═══ Data extract

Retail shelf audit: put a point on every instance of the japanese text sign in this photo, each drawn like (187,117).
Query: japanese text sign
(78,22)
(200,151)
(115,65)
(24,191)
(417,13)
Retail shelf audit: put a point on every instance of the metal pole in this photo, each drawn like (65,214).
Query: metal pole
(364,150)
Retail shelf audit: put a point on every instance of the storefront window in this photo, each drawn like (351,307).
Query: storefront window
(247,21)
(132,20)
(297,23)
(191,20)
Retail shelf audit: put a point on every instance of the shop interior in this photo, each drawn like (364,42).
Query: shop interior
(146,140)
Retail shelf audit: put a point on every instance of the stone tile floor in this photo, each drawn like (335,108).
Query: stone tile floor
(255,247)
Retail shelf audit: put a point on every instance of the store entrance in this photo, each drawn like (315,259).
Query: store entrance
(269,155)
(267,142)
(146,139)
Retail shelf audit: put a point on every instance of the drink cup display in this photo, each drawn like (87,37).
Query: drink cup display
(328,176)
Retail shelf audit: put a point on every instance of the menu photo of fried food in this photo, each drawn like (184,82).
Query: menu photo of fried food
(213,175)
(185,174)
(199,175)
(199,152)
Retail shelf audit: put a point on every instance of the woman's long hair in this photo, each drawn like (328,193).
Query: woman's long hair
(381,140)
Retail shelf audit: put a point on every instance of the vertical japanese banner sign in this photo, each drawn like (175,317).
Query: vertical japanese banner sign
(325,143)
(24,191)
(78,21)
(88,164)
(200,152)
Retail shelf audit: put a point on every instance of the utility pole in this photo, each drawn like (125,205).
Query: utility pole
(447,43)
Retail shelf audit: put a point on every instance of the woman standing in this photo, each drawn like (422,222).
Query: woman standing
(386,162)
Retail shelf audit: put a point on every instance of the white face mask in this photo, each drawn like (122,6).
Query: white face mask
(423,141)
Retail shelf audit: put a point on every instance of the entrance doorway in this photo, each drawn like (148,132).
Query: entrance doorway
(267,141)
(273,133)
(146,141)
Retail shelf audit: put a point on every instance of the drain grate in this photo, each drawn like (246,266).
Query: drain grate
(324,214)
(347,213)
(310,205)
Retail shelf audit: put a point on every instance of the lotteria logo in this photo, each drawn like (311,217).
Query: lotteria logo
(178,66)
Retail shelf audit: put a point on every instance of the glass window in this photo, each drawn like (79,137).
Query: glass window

══════

> [Task requirements]:
Everything from the first line of the data through the line holding "drawn like (184,82)." should be output exactly, and no other lines.

> [Task response]:
Retail shelf audit: put a point on every instance of the japanese text sign in this photo, each drawn like (187,117).
Query: japanese text sign
(78,22)
(200,151)
(115,65)
(24,191)
(417,13)
Retail shelf audit: put a point on every instance of the metal pole in this photo, each drawn like (65,214).
Query: metal pole
(364,150)
Retail shelf audit: put a point on every instance of the storefront window in this photo, each drawn like (351,307).
Query: storefront window
(247,21)
(132,20)
(297,23)
(191,20)
Retail shelf audit: put a point on every instance of the shop interior in this photo, each drawn like (364,42).
Query: shop interior
(146,140)
Retail shelf audit: put a point on every instance of the stone tile floor in this photo, each drawn like (335,108).
Query: stone tile floor
(255,247)
Retail shelf audit: put a point on every instance of the store entrance in this photo, each drawn like (315,259).
Query: store entrance
(269,155)
(267,142)
(146,139)
Retail shelf audit: put a point on every instance of the drink cup display in this photo, each drawn like (87,37).
Query: drink cup display
(328,176)
Retail shelf audit: put a point on every instance of the menu photo of fried food in this photo, each drawn like (184,82).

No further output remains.